*Article:*
>> BEGIN

Previous studies have documented how slope and altitude have affected the growth of many bamboos in Japanese [4,5]. In Chinese forests, environmental factors such as slope angle, slope aspect, altitude and soil thickness significantly influenced the growth of some bamboos such as Bambusa pervariabilis×Dendrocalamopsis daii [6,7], Bambusa emeiensis [8], Phyllostachys edulis [9], and Fargesia nitida [10]. The morphological features of the bamboo culm are important for judging the clonal growth of bamboos, and biomass is the basis for researching the material circulation and the clonal growth in bamboo forest [11,12]. Knowledge on the morphological features and biomass is necessary for estimating the bamboo productive forces and improving the silvicultural level, and its result may be used in guiding the forestation and usage of bamboos [13]. However, little is known about the site factors influencing the clonal growth of P. bambusoides f. shouzhu [3,14]. In view of the significantly economical and ecological functions of P. bambusoides f. shouzhu, an explanation of its clonal growth in forest would be helpful in improving the forestation of bamboo forests in the region.
In this study, the effects of several site factors on the clonal growth of P. bambusoides f. shouzhu was studied, based on the survey of 16 sample plots in the bamboo forests of P. bambusoides f. shouzhu in Liangping County of Chongqing city, China. The objective of this study was to clarify the main factors underlying the growth of P. bambusoides f. shouzhu in a bamboo forest, and provide the useful guidelines for the management and forestation of P. bambusoides f. shouzhu population.

>> END

*Written exercise 1:* List the environmental factors that the bamboo study excerpt says significantly influenced bamboo growth in Chinese forests.
*Written exercise 2:* Continue the bamboo study excerpt from the end of its final sentence.

*Record set:*
>> BEGIN

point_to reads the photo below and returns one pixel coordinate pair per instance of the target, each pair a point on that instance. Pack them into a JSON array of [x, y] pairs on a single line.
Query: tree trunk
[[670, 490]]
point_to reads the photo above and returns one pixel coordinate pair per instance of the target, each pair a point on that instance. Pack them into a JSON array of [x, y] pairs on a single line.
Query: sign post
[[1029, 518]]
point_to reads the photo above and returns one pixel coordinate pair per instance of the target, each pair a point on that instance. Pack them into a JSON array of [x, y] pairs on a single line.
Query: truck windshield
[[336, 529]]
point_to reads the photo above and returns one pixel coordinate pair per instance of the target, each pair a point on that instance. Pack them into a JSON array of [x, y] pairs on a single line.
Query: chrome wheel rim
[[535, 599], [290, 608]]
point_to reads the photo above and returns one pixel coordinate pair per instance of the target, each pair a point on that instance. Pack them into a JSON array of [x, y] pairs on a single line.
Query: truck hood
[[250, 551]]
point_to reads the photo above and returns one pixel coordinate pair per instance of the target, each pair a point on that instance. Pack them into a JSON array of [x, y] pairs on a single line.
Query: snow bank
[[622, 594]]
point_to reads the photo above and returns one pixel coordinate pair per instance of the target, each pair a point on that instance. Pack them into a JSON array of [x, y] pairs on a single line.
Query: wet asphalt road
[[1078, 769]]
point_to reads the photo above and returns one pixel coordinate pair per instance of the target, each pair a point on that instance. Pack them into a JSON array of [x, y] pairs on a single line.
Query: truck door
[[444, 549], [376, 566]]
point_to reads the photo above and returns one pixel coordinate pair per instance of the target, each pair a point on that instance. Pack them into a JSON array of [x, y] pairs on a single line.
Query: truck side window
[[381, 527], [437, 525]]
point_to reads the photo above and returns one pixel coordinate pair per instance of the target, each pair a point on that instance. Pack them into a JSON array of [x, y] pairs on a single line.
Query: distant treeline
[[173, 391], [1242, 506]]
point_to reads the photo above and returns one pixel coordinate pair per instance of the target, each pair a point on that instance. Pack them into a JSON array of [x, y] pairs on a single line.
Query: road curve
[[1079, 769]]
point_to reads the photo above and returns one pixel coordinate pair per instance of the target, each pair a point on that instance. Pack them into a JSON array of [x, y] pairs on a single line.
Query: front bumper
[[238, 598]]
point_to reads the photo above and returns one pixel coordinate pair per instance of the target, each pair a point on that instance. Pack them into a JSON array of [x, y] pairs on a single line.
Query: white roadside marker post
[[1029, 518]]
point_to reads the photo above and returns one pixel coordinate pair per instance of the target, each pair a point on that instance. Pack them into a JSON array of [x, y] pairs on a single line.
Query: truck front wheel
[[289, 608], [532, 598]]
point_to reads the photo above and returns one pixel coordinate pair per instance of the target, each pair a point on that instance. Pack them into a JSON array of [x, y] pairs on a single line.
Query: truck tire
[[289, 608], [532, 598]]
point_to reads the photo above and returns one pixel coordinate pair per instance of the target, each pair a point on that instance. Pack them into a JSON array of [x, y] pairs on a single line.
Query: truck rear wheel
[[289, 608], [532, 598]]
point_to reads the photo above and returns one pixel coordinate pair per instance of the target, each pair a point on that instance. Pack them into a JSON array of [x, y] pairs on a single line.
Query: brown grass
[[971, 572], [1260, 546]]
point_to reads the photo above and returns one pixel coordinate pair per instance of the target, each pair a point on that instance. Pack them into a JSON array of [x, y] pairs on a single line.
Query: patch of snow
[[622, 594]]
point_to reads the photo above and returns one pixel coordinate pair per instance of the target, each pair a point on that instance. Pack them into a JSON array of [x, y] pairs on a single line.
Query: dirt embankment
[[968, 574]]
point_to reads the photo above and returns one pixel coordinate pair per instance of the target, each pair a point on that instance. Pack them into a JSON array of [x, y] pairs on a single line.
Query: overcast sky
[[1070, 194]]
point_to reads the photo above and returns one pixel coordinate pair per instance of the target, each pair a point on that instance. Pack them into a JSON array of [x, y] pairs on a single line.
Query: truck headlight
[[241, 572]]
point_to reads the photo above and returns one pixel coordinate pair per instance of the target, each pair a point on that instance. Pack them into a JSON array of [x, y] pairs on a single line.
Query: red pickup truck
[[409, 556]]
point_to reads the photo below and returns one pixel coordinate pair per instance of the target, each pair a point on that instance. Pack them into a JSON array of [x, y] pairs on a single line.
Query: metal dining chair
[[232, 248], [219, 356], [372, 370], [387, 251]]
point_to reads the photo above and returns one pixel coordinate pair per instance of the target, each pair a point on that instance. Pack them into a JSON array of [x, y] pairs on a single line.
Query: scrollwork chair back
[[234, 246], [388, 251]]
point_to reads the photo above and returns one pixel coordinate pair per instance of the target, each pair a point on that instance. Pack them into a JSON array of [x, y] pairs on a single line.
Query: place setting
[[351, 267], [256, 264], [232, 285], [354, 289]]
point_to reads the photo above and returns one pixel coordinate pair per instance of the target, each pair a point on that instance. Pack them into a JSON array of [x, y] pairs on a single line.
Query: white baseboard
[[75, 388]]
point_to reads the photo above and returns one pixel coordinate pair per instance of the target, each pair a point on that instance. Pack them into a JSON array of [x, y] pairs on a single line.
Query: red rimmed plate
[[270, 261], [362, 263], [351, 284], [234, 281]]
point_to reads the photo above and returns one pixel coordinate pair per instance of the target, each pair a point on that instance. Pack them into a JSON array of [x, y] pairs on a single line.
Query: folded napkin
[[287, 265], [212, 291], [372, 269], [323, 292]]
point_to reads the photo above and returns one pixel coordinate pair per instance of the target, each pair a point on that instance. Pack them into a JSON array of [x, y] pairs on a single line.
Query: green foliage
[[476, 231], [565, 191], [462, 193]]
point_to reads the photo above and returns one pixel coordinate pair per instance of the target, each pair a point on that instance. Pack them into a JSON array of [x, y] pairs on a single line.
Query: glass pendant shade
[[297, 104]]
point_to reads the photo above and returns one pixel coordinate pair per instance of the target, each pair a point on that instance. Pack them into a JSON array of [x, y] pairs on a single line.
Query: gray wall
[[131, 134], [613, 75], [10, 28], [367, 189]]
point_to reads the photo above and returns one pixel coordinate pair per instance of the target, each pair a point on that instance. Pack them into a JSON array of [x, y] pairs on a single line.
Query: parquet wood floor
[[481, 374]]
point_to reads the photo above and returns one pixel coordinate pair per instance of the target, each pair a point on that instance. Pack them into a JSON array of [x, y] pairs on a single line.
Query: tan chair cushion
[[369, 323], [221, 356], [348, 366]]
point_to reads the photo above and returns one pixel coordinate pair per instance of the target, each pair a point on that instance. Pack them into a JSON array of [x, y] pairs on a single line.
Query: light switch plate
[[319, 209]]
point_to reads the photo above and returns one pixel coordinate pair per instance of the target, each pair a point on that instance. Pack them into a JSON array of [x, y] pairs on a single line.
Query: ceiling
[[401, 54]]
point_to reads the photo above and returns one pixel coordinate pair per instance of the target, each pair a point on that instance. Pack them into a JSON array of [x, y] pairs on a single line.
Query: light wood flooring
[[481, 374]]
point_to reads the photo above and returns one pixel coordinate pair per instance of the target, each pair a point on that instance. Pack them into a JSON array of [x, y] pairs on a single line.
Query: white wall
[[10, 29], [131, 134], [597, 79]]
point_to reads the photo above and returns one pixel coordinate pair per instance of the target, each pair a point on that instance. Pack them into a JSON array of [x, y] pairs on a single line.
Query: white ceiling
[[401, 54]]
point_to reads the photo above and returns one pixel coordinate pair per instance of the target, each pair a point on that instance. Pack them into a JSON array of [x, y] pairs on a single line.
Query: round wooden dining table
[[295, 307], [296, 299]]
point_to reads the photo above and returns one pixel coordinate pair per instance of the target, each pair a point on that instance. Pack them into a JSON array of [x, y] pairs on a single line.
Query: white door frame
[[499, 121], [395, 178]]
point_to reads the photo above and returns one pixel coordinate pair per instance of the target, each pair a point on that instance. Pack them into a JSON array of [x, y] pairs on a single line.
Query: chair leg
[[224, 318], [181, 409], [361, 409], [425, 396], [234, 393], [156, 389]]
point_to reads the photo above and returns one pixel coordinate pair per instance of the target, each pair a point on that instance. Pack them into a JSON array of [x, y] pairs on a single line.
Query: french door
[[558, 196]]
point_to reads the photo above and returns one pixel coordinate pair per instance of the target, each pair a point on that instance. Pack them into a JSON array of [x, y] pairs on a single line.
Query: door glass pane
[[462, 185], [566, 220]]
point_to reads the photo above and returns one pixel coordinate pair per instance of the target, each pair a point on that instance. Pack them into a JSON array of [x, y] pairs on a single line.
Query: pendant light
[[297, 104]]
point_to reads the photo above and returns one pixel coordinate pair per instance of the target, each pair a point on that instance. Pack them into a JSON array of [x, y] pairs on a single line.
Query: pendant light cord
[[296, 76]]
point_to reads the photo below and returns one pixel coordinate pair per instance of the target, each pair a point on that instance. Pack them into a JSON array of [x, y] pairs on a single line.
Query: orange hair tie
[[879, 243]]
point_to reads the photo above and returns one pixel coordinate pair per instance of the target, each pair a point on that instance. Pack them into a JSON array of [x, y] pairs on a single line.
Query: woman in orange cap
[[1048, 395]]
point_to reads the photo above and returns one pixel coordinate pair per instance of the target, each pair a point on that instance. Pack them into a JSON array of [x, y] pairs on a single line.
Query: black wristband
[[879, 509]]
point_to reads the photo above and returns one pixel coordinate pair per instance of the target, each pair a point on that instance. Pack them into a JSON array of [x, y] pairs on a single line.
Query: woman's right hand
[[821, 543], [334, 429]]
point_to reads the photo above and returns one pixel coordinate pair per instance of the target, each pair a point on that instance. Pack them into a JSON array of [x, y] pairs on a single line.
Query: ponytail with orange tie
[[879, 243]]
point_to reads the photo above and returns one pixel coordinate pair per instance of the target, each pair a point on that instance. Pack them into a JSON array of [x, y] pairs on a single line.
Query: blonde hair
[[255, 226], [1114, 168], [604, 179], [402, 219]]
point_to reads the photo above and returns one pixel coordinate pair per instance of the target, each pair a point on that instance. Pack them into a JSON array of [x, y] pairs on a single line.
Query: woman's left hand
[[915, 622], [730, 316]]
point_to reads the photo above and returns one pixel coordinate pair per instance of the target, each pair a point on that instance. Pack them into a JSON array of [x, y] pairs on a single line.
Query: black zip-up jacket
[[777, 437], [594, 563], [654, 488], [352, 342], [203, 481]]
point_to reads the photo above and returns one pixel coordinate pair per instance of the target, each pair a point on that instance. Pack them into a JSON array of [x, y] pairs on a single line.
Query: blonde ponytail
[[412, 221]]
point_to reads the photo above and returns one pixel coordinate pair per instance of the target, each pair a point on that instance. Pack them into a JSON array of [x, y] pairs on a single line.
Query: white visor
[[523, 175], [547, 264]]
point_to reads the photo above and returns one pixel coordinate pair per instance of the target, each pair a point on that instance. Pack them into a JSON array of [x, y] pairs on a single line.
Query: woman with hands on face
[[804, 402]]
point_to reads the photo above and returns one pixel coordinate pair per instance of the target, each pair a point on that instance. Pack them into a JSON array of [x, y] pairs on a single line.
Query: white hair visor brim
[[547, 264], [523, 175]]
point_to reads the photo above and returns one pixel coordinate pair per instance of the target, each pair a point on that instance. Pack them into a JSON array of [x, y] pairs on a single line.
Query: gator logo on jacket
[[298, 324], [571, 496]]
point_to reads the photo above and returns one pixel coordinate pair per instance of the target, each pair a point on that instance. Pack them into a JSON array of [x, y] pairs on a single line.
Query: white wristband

>> END

*Written response 1:* slope angle, slope aspect, altitude, soil thickness

*Written response 2:*
Materials and Methods
Study area
The study site is located in the middle section of the Mingyue Mountain (30°40′25″~30°44′27″N, 107°29′50″∼107°35′16″E) near the Zhushan town of Liangping county, Chongqing City, China. The climate is warm, with an annual mean temperature of 14℃, frost-free period of 250 d, and annual mean rainfall of 1200-1400mm. The soil subtrate is mountain yellow soil, with the relative humidity of 85% [3]. The forest on the site is mainly the pure bamboo forest of P. bambusoides f. shouzhu.
Field data colletion
According to the distribution of the bamboo and the two main factors (including the slope position and slope aspect) in this region, 16 plots (each 10×10 m, 1,600 m2 in total) were sampled in March 2009 [15]. For each plot, the site factors such as slope angle, slope position, slope aspect, the altitude, soil thickness, humus thickness and species diversity were recorded. Afterwards, the DBH of each bamboo culm was measured, and 3 standard culms were chosen according to the method of Su et al. [15]. For each standard culm, the indexes of clone growth such as the DBH, the clear bold height, culm height, overall height, and culm wall thickness were measured.
For estimating the biomass of the bamboo, the standard bamboo culm was dug up by its stump, and was saved from the culm base. Then, the stump was washed and dried naturally, and the fresh biomass of every bamboo module (including culm, branch, leaf and stump) was weighted respectively according to the methods of Su et al. [15].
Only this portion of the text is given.